┌─ Texte retenu
LETTRE OUVERTE A MADAME LA PROCUREURE DE LA COUR PENALE INTERNATIONALE
Mme la Procureure,
Bonjour !
Je suis un paysan de la République démocratique du Congo. J’ai étudié à Lovanium et j’ai travaillé longtemps comme agent de l’état. Aujourd’hui, j’habite au Nord-Kivu, dans le territoire de Beni, commune de Rwenzori. A vrai dire, je suis devenu un nomade. Car en l’espace de deux ans, j’ai changé de domicile quatre fois.
Eringenti
Avant octobre 2014, je vivais à Eringeti où je m’étais installé après la retraite pour garder la terre de mes ancêtres. Je cultivais du cacao, du manioc, des haricots et tout me souriait. Jusqu’à cette nuit-là du 17 octobre 2014 où des hommes armés ont fait incursion dans notre zone ! En une nuit, j’ai vu mes amis, ma femme et un de mes ouvriers égorgés, éventrés, mutilés, etc. J’ai échappé aux égorgeurs parce que ce jour-là j’étais allé à Mavivi visiter ma fille qui venait de donner naissance à sa troisième fille. Matin et soir, j’allais comme un fou compter les tombes de mes amis et des miens. J’étais tellement inconsolable que je voulus me donner la mort ! Beaucoup de paysans abandonnèrent le milieu. Certains se dirigèrent vers le Haut-Zaïre (on parle de la province orientale aujourd’hui) et d’autres vers Beni et Butembo. J’aimais tellement ma femme que pour moi l’abandonner seule dans ce milieu ressemblait à une trahison.
└─
┌─ Extraits de données
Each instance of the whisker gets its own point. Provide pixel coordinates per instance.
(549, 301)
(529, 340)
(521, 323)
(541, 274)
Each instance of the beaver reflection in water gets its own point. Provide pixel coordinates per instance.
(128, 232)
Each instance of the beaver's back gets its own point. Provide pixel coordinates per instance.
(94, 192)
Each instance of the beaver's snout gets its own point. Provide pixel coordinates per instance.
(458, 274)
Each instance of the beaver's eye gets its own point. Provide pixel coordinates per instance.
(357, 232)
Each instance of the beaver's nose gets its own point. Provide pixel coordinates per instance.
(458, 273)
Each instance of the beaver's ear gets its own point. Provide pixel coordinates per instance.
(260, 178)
└─
# Votre consigne:
Veuillez écrire la suite de la lettre ouverte à la procureure de la Cour pénale internationale, à partir de sa dernière phrase. Vous n'avez pas besoin des enregistrements.

# Bonne réponse:
Mavivi
Après un mois de deuil, ma fille m’obligea à la rejoindre à Mavivi. Au cas contraire, elle divorcerait d’avec son mari pour venir vivre avec moi ! Je me résignai et j’allai vivre à Mavivi, à 200 mètres de chez ma fille. Mais les massacres ne faisaient que s’intensifier dans tout le territoire de Beni. Je n’oublierai jamais la date du 20 novembre 2014. C’était après le passage du président Joseph Kabila, je pense. Bizarre! Plus de 120 personnes furent tuées. Au bout de quelques mois, nous avons alors décidé de quitter Mavivi pour aller vivre dans les périphéries de la ville de Beni à Rwangoma où vivait la famille de mon gendre. Figurez-vous, nous sommes partis de là le 08 mai 2015. Et le 11 mai 2015, ils sont venus dans le quartier où je vivais pour tuer. Plus de 11 personnes furent égorgées. Plus grave, ils les assassinèrent, paraît-il, après qu’ils aient été bien accueillis et bien nourris par les victimes. La plupart de ces égorgeurs, d’après les rescapés, portaient les tenues de nos militaires mais parlaient le kinyarwanda, le lingala et un swahili avec un ton qui n’est pas d’ici. Que nous serait-il arrivé si nous n’étions pas partis ?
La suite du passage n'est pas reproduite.